# GIVEN TASK:
Copy out, in full, each line of the records below that contains the word "mossy".

# EXTRACTED MATERIAL:
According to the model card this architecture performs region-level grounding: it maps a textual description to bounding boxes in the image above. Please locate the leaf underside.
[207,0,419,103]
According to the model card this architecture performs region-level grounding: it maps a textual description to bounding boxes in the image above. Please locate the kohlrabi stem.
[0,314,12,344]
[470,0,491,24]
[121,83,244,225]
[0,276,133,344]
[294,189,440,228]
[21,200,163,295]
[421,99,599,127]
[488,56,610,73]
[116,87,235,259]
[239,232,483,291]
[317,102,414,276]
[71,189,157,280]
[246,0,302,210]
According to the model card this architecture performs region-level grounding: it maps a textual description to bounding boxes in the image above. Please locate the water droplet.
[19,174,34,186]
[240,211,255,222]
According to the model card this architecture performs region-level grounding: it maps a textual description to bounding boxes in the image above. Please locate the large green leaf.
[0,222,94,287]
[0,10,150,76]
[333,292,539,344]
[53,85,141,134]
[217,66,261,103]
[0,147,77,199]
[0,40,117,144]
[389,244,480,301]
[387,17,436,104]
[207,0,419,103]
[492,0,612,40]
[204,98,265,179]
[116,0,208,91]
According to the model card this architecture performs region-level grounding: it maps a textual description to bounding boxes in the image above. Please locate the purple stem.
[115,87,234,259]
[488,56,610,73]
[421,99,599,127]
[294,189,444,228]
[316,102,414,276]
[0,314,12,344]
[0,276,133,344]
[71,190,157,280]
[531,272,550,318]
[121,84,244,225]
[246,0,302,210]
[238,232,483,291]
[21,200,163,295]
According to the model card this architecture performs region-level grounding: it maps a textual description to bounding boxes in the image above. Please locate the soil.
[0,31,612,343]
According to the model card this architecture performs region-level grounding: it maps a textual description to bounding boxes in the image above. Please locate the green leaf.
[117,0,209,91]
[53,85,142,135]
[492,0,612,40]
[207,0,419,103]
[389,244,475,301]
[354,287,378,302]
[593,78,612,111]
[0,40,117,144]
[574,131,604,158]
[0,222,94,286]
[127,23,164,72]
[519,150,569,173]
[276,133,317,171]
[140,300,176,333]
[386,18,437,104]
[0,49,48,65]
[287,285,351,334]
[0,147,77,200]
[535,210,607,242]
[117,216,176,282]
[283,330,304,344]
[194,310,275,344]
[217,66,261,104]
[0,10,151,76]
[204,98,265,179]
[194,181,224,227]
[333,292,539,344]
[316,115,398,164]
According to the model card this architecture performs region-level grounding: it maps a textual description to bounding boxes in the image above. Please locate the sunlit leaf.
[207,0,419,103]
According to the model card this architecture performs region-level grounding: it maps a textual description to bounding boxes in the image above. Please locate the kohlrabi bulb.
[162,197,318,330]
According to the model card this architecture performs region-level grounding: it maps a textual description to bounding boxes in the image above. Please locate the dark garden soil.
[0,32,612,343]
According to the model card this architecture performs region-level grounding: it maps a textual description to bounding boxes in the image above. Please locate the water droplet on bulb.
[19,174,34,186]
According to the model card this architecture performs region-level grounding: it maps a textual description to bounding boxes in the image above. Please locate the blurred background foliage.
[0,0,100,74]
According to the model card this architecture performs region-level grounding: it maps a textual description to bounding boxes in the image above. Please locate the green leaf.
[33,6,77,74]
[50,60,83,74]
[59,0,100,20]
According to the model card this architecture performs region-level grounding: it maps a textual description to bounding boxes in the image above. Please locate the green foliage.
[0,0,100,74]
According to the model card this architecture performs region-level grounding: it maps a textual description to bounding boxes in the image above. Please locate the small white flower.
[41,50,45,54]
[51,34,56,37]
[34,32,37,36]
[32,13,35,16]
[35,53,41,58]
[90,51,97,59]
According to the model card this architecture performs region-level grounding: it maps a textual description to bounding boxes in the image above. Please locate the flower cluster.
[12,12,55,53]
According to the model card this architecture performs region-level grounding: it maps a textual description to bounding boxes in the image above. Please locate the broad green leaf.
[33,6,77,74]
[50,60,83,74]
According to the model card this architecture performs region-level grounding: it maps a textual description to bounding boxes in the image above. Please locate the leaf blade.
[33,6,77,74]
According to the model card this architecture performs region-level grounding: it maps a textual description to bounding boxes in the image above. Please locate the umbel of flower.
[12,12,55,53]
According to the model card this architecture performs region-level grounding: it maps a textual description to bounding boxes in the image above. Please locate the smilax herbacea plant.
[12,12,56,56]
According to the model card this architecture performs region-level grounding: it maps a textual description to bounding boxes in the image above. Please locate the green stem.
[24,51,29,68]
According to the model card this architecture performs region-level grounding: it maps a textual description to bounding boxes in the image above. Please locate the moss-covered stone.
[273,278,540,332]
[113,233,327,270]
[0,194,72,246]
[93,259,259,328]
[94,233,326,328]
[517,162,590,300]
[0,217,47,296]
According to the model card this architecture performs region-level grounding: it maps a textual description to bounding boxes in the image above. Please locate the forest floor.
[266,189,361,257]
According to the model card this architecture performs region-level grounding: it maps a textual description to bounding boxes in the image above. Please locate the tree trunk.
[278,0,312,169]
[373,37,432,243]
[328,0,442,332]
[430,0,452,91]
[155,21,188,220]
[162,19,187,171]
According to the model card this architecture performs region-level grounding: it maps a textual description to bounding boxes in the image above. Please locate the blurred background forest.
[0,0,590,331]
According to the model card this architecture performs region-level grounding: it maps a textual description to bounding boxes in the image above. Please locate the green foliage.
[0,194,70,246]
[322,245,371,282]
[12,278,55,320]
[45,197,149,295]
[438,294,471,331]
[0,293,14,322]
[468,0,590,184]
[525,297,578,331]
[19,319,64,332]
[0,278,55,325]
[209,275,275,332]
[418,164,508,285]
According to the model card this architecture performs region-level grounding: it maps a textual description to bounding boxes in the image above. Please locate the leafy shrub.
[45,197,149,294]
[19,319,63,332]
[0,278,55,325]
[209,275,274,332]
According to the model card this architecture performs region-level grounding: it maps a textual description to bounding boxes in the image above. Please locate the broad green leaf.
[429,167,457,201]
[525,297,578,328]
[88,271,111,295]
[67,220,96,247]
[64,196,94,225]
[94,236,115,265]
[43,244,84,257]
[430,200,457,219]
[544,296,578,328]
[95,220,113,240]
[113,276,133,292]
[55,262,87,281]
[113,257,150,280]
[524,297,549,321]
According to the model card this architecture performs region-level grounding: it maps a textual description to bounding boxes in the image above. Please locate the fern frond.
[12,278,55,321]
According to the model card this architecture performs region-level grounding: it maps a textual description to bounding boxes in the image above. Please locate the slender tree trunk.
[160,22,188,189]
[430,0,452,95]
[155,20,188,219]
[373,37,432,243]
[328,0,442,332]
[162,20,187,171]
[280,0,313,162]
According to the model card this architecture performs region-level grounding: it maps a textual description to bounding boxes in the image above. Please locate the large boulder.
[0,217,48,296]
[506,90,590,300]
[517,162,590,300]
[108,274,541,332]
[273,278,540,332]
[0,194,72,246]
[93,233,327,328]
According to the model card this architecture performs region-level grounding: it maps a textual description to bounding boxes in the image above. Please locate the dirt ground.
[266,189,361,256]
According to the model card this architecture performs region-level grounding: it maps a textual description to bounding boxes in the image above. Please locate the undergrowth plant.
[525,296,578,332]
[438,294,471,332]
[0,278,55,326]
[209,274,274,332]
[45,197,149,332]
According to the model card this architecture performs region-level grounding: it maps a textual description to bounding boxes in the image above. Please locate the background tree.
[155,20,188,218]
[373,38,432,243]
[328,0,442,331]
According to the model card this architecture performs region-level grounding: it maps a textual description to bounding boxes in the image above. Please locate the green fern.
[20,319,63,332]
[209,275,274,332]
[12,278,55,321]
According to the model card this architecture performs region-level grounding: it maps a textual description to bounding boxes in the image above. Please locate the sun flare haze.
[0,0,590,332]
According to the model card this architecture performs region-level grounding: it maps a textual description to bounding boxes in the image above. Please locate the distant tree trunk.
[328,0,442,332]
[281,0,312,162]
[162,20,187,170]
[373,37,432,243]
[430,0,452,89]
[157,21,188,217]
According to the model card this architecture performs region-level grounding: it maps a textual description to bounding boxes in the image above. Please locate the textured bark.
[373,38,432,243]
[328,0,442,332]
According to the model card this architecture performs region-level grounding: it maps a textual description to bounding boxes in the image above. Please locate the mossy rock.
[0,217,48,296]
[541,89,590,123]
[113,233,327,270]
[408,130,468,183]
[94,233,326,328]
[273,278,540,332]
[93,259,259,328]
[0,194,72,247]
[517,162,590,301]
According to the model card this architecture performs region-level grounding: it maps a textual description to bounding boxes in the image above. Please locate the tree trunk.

# TASK SOLUTION:
According to the model card this architecture performs region-level grounding: it maps a textual description to bounding boxes in the image above. Please locate the mossy rock.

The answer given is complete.